• [Questions to answer]:
**a)** In the chapter excerpt, who placed Duncan's newly born body on the writer?
**b)** Reproduce everything in the chapter excerpt from "Which was why" down to "interest from others.".

Friday, March 21, 2008

(this continues the posting of chapters from The Brides of March)

From Wonder Woman to One-Breasted Wonder

When I first dove into motherhood, like many women, I thought I should be Wonder Woman. I could have a baby on my hip, a pen in my hand, and a vacuum… I don’t even want to speculate. And nothing should be easy, either: no disposables, no baby-sitters, no playpens, cribs, or bottles of formula. I would nurture our babies at the breast, with antibodies, and proteins, and the very elixir of life.
Which was why I was a one-breasted wonder. Not that I wasn’t lucky enough to still have two breasts, it’s just that you couldn’t tell by looking at me. One was gargantuan, like the breast of a Mesopotamian fertility goddess. The other was wasted away like the aging inside of a size-two society matron’s ball gown.
Graeme was a left breast baby, like his sister before him.
Before childrearing, the functional capacity of breasts had never particularly interested me. They were a thing unto themselves: sensual, velvety, associated with college dorm rooms, and Geena Davis walking around in her underwear in Tootsie. The only thing I knew about my own breasts was that I wore the same bra size as Madonna and that they evoked interest from others.
All that changed with Duncan. From the moment Doctor Clark placed his newly born body on mine, his chief occupation was remaining attached to my breasts, night and day, day and night. There is a certain je ne sais quoi about the lactation period: their little hands holding you in a vise-like grip lest you get away before they take their fill, that sweet, drunken look they get as they latch on, and the knowledge that even if you are sitting on your butt reading a book while nursing, you are accomplishing an important task that no one but you can do.

• [Saved entries]:
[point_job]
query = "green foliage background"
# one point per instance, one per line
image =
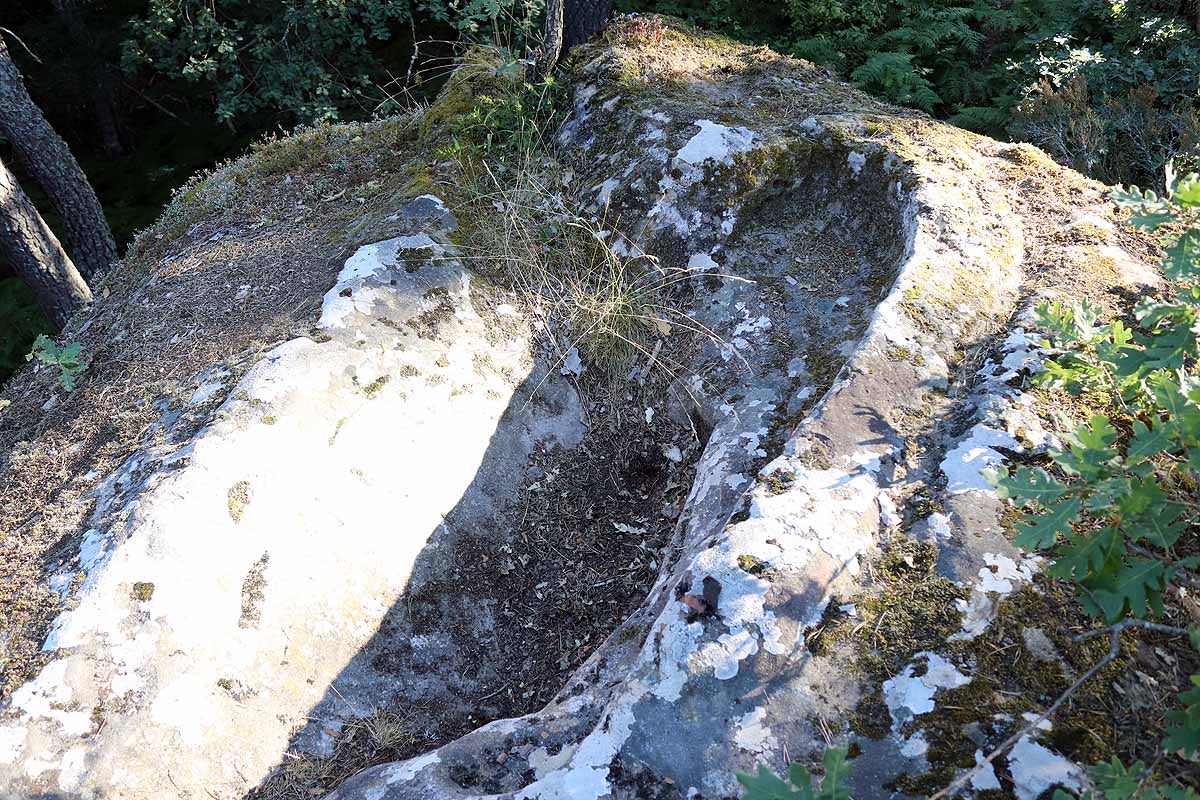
(1108, 86)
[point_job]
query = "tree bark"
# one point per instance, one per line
(34, 252)
(568, 23)
(583, 19)
(48, 161)
(551, 40)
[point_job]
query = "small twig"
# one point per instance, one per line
(1114, 632)
(22, 42)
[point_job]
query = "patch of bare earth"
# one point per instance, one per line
(219, 281)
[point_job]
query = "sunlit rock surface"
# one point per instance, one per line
(864, 274)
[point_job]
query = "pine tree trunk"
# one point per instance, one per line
(34, 252)
(568, 23)
(48, 161)
(583, 19)
(551, 40)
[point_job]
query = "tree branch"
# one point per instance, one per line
(1114, 632)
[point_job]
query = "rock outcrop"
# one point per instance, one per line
(341, 527)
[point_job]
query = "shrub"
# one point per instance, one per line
(1119, 505)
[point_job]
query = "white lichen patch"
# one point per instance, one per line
(969, 463)
(753, 734)
(1001, 576)
(909, 695)
(717, 143)
(153, 631)
(1036, 768)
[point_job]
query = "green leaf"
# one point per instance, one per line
(1043, 531)
(768, 786)
(1146, 441)
(1185, 732)
(1181, 256)
(834, 786)
(1138, 585)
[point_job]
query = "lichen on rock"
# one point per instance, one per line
(437, 537)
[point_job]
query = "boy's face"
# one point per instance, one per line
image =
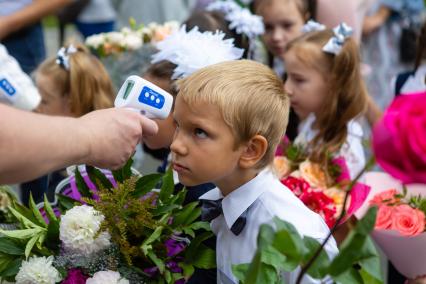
(203, 146)
(166, 127)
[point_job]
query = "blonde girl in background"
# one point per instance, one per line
(327, 92)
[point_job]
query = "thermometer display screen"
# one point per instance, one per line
(129, 88)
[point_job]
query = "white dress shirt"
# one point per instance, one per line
(265, 197)
(352, 150)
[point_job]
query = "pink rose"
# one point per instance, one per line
(387, 196)
(399, 139)
(384, 217)
(408, 221)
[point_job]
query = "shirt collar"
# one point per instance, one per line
(239, 200)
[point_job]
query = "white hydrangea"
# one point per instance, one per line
(107, 277)
(38, 270)
(132, 41)
(95, 40)
(78, 229)
(193, 50)
(244, 22)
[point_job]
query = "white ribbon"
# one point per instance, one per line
(335, 44)
(63, 56)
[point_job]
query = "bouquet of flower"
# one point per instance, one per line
(321, 188)
(129, 51)
(120, 230)
(400, 223)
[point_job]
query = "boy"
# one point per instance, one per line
(230, 117)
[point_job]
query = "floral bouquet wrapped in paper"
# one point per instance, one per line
(400, 223)
(129, 51)
(321, 188)
(120, 229)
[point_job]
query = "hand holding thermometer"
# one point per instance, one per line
(140, 94)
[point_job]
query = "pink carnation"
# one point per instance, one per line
(408, 221)
(384, 217)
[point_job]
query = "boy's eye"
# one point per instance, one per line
(200, 133)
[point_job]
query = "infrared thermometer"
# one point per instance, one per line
(151, 100)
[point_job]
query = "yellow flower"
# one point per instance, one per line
(313, 174)
(282, 166)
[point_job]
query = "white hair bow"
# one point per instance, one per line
(335, 44)
(312, 26)
(63, 56)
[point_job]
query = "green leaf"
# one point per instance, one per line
(188, 269)
(66, 202)
(320, 266)
(36, 212)
(158, 262)
(351, 276)
(27, 213)
(154, 236)
(259, 272)
(8, 246)
(204, 258)
(49, 211)
(366, 224)
(168, 186)
(146, 184)
(27, 223)
(21, 234)
(12, 268)
(96, 175)
(183, 217)
(240, 271)
(30, 245)
(82, 187)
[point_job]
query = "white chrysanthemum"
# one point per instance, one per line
(38, 270)
(193, 50)
(78, 229)
(115, 37)
(95, 40)
(223, 6)
(244, 22)
(132, 41)
(107, 277)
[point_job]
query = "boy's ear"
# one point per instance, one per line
(254, 152)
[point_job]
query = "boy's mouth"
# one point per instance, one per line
(179, 168)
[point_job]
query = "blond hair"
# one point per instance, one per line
(347, 95)
(86, 83)
(249, 96)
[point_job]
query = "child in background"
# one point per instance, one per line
(284, 20)
(325, 86)
(230, 118)
(71, 84)
(180, 55)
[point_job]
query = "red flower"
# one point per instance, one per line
(296, 185)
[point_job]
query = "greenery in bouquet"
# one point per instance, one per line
(321, 186)
(133, 233)
(400, 212)
(7, 196)
(129, 38)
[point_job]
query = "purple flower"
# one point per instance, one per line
(75, 276)
(174, 247)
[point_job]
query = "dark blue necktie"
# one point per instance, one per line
(211, 209)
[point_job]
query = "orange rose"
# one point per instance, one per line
(408, 221)
(313, 174)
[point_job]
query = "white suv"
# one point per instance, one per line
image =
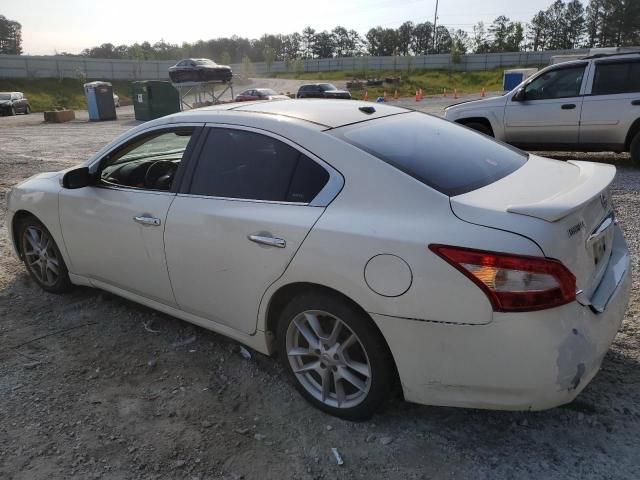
(592, 104)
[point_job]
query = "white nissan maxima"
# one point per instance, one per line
(369, 246)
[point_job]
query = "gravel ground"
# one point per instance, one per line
(94, 386)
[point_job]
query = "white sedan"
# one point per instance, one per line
(374, 248)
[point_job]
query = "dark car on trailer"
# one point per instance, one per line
(14, 102)
(322, 90)
(199, 70)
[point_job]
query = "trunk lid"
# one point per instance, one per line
(565, 207)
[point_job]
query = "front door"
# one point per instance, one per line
(549, 111)
(113, 230)
(239, 224)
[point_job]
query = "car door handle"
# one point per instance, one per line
(268, 240)
(146, 220)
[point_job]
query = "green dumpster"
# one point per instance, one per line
(154, 99)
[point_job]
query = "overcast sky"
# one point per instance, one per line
(72, 25)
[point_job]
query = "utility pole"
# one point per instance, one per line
(435, 21)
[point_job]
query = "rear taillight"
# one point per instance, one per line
(513, 283)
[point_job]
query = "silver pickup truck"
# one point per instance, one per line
(592, 104)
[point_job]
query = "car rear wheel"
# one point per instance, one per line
(480, 127)
(635, 149)
(42, 257)
(335, 356)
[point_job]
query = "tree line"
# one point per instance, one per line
(563, 25)
(10, 36)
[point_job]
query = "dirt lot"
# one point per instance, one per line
(93, 386)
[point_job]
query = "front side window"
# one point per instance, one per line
(252, 166)
(558, 83)
(619, 77)
(149, 162)
(447, 157)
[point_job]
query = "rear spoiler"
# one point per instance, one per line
(593, 179)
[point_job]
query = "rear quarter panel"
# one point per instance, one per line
(383, 211)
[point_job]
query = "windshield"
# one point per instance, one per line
(447, 157)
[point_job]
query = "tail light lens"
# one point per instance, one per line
(513, 283)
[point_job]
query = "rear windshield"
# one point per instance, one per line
(445, 156)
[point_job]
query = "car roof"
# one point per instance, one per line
(329, 113)
(325, 113)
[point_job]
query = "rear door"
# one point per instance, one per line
(611, 104)
(549, 114)
(245, 210)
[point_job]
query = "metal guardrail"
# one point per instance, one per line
(26, 66)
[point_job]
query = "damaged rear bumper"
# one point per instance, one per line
(519, 361)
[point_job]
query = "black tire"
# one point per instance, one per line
(377, 357)
(634, 149)
(480, 127)
(61, 283)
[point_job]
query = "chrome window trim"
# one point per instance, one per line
(246, 200)
(109, 186)
(323, 198)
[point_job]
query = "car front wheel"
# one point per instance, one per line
(635, 149)
(42, 257)
(335, 356)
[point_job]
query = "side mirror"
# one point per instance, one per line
(520, 95)
(77, 178)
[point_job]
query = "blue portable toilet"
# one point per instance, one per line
(100, 102)
(514, 77)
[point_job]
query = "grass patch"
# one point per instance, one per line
(432, 82)
(45, 93)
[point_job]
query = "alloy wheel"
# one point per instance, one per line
(41, 256)
(328, 359)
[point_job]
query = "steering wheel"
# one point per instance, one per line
(160, 174)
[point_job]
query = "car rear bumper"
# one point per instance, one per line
(519, 361)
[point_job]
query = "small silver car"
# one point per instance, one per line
(592, 104)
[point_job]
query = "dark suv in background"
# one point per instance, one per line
(322, 90)
(13, 102)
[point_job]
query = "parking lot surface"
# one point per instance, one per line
(94, 386)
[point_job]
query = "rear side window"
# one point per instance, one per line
(447, 157)
(618, 77)
(251, 166)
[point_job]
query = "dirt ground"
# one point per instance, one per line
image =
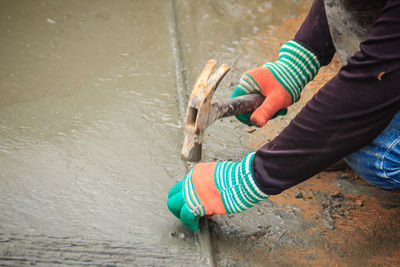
(333, 219)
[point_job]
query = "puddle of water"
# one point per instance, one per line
(89, 123)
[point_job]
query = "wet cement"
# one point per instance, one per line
(90, 135)
(91, 128)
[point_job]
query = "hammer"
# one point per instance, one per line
(201, 113)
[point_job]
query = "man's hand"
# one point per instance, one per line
(214, 188)
(280, 82)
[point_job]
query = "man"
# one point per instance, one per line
(355, 115)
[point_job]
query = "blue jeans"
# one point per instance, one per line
(379, 161)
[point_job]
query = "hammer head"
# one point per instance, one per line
(198, 110)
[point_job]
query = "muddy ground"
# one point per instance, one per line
(333, 219)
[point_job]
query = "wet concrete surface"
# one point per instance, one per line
(90, 124)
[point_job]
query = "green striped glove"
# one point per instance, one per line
(235, 187)
(295, 67)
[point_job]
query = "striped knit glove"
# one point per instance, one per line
(214, 188)
(281, 82)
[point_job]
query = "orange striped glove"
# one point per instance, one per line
(281, 82)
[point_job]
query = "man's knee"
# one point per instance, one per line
(379, 161)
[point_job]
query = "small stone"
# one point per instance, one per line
(335, 194)
(299, 195)
(251, 130)
(359, 202)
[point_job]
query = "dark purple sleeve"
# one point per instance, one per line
(345, 115)
(314, 33)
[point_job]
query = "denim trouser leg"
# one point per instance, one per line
(379, 161)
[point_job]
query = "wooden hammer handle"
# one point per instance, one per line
(237, 105)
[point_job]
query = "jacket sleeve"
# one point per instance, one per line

• [Task-by-task answers]:
**a)** Doctor Clark

**b)**
Which was why I was a one-breasted wonder. Not that I wasn’t lucky enough to still have two breasts, it’s just that you couldn’t tell by looking at me. One was gargantuan, like the breast of a Mesopotamian fertility goddess. The other was wasted away like the aging inside of a size-two society matron’s ball gown.
Graeme was a left breast baby, like his sister before him.
Before childrearing, the functional capacity of breasts had never particularly interested me. They were a thing unto themselves: sensual, velvety, associated with college dorm rooms, and Geena Davis walking around in her underwear in Tootsie. The only thing I knew about my own breasts was that I wore the same bra size as Madonna and that they evoked interest from others.